The request
Reproduce, word for word, the passage of the cycling forum thread between "That statement is" and "yello (9 Aug 2010)", inclusive.

Given text
Bloody hellfire! I'm circling it like a stray pube going round the plughole. Sooner or later I'm going to be sucked in forever....
Like you say, very informative and I feel like a complete amateur!

EDIT: one of the guys on there has teh best avatar.


----------



## Hont (9 Aug 2010)

The LA thread is currently running to 671 pages.


----------



## Hont (9 Aug 2010)

mangaman said:


> He held on in the mountains - nothing more really.


That statement is not born out by the facts unfortunately. As well as Luz Ardiden, which I've mentioned, there are numerous other occasions when he arrived at the top in the lead group and gifted the stage. e.g. 1991 at Val Louron when it was just him and Chiappucci. 

Dropping Lemond, Fignon, Hampsten and Delgado is more than just "hanging on".


----------



## yello (9 Aug 2010)

Chuffy said:


> Bloody hellfire! I'm circling it like a stray pube going round the plughole. Sooner or later I'm going to be sucked in forever....Like you say, very informative and I feel like a complete amateur!



Take the plunge! Seriously. Yes, there's the normal is/isn't type of debates but there's also some folk over there that know the US cycling scene in depth, know various players and (seemingly) get inside info. I suspect there are some there that have even been (or still are) involved in these things; i.e. not armchair commentators like me and thee!

Material supplied
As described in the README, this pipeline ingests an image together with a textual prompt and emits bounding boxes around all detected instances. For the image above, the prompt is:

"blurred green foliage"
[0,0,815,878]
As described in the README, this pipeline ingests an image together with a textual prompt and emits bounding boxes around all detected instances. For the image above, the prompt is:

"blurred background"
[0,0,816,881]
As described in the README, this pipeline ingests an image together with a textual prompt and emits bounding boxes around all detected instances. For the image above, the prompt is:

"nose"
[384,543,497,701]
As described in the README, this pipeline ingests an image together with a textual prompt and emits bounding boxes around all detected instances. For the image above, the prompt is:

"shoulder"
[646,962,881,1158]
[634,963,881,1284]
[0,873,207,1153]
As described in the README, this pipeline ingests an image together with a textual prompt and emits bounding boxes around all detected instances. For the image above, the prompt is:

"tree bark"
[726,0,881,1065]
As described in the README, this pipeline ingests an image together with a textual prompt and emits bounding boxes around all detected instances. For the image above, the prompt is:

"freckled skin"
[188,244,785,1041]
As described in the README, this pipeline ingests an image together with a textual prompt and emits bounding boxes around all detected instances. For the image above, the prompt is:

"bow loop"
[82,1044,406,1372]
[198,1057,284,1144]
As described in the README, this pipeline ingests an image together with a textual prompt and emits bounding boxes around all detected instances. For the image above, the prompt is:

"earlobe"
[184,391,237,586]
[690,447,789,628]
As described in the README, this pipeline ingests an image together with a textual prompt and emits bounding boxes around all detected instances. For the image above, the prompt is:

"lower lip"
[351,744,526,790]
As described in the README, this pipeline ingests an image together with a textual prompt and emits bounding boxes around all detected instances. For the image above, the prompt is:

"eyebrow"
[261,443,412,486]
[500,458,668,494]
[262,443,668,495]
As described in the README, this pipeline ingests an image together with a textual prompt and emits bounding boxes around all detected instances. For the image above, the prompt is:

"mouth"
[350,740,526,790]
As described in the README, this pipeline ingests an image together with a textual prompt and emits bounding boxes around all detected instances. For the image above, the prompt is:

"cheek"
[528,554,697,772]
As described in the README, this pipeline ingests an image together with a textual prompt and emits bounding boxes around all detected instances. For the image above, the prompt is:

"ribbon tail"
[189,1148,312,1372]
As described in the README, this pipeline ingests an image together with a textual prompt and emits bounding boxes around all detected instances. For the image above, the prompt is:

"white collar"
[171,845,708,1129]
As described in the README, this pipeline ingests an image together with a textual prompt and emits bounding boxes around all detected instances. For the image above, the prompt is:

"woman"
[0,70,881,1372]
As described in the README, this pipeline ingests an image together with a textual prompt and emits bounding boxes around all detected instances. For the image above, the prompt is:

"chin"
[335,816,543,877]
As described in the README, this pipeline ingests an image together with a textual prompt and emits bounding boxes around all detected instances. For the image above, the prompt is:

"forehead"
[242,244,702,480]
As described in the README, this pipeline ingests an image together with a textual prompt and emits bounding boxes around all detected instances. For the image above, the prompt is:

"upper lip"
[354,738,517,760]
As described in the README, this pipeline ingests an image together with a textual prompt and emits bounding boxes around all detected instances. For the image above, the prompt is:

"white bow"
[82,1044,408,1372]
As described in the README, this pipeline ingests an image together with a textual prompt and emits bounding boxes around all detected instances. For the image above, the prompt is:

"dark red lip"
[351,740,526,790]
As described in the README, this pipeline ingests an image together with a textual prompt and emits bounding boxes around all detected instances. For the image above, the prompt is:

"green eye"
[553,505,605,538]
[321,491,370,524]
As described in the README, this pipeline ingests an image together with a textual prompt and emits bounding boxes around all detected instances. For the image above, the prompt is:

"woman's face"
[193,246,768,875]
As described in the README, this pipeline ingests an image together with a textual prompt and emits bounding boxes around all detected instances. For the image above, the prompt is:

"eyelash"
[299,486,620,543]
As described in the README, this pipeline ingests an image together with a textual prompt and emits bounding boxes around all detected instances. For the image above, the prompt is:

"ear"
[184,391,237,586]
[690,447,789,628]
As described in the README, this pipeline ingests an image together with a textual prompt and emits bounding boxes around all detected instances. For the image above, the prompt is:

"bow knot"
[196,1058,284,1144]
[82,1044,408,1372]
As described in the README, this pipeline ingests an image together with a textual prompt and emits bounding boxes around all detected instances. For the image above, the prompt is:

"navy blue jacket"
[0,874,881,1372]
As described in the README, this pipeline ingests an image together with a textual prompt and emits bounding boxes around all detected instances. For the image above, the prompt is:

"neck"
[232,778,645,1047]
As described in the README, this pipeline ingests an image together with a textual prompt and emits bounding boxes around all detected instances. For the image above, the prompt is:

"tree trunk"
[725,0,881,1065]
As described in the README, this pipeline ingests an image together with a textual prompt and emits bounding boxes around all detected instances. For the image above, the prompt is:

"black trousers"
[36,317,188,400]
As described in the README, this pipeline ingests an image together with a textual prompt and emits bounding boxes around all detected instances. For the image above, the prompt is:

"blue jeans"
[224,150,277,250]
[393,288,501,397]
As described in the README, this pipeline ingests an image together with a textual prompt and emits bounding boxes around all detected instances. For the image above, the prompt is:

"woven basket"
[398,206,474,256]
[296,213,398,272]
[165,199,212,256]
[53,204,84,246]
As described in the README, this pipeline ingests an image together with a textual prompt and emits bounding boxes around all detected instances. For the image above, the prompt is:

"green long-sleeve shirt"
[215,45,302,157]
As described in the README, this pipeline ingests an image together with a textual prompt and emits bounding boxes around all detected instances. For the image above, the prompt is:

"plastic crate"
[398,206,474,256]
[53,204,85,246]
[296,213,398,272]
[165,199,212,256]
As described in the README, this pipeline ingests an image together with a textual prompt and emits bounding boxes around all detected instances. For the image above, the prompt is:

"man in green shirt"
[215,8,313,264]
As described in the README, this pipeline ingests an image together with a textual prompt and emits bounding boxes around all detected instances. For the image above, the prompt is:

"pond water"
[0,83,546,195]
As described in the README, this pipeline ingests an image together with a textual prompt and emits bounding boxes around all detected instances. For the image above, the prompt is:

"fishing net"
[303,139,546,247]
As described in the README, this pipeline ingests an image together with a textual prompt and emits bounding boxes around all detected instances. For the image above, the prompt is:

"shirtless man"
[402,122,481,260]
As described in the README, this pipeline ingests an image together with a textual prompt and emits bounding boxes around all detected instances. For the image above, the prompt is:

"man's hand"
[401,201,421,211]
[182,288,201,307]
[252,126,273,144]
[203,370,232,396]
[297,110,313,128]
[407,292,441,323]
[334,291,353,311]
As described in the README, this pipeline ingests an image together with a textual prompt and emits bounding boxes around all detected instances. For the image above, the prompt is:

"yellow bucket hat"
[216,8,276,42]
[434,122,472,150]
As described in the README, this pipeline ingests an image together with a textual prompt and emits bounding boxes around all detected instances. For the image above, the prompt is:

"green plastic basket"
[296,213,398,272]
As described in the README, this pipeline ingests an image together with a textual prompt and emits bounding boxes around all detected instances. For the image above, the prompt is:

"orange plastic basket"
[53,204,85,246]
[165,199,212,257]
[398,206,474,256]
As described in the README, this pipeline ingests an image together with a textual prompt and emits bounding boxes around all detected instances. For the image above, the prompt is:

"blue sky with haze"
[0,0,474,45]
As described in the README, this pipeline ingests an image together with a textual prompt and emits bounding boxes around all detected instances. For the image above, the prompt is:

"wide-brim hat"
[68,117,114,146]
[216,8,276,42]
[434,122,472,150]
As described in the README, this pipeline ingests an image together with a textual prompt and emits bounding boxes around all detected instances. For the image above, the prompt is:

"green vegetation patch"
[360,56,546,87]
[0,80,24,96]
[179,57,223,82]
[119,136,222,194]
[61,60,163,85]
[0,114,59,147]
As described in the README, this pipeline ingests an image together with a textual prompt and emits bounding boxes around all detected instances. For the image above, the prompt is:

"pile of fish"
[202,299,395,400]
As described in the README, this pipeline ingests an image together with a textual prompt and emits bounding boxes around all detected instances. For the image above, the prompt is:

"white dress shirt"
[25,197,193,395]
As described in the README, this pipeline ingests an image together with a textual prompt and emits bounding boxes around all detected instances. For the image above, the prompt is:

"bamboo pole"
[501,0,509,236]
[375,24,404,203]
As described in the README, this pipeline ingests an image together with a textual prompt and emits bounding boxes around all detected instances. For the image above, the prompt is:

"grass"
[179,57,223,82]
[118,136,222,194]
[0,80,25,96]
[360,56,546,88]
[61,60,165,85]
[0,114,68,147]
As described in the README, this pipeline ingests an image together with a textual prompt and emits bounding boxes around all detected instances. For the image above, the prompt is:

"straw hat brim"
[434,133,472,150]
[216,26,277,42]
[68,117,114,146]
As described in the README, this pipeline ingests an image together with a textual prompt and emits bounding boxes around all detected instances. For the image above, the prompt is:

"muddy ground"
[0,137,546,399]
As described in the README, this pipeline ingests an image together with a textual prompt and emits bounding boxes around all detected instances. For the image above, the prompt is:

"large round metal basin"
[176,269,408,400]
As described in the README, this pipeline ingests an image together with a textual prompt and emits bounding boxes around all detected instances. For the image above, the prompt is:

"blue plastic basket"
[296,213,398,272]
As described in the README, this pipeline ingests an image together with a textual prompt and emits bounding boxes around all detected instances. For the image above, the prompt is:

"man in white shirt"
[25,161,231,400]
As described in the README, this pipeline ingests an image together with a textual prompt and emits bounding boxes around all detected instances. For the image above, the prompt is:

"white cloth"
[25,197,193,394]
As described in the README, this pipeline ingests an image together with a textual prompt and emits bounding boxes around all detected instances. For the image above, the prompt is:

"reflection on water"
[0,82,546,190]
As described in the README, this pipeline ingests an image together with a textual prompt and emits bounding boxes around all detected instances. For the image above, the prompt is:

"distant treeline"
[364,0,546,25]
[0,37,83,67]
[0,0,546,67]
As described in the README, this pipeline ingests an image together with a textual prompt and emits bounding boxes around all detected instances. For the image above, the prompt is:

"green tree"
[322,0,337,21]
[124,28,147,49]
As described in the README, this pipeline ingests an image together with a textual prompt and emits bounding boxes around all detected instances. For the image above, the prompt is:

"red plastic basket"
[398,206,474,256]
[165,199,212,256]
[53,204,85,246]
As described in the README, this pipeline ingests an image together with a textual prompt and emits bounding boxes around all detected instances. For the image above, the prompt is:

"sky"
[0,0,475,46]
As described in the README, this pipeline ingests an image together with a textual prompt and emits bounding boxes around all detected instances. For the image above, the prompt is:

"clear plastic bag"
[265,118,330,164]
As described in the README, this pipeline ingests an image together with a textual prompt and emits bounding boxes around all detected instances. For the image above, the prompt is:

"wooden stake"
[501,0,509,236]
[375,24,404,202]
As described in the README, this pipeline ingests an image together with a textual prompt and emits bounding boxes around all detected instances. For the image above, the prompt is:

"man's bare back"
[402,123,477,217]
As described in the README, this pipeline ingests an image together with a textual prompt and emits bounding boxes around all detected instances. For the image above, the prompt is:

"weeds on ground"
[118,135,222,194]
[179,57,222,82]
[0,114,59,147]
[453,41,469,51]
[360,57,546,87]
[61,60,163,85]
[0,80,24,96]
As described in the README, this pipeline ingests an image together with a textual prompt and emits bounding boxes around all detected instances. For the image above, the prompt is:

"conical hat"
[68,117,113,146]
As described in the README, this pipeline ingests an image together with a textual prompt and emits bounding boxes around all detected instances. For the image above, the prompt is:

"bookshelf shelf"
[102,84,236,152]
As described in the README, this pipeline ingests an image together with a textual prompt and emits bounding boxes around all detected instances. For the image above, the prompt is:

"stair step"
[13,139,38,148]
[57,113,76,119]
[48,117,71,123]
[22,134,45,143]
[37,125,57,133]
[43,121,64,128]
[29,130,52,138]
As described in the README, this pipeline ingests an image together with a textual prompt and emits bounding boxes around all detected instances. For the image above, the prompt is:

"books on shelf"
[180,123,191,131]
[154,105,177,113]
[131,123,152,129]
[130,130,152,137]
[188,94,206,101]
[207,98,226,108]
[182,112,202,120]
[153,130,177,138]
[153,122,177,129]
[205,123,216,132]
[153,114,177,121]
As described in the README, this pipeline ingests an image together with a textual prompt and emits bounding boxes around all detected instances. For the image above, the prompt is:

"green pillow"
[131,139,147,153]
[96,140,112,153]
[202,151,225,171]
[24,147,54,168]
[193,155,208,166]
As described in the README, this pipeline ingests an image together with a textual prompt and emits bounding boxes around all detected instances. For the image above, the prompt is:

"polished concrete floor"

Output of the task
That statement is not born out by the facts unfortunately. As well as Luz Ardiden, which I've mentioned, there are numerous other occasions when he arrived at the top in the lead group and gifted the stage. e.g. 1991 at Val Louron when it was just him and Chiappucci. 

Dropping Lemond, Fignon, Hampsten and Delgado is more than just "hanging on".


----------



## yello (9 Aug 2010)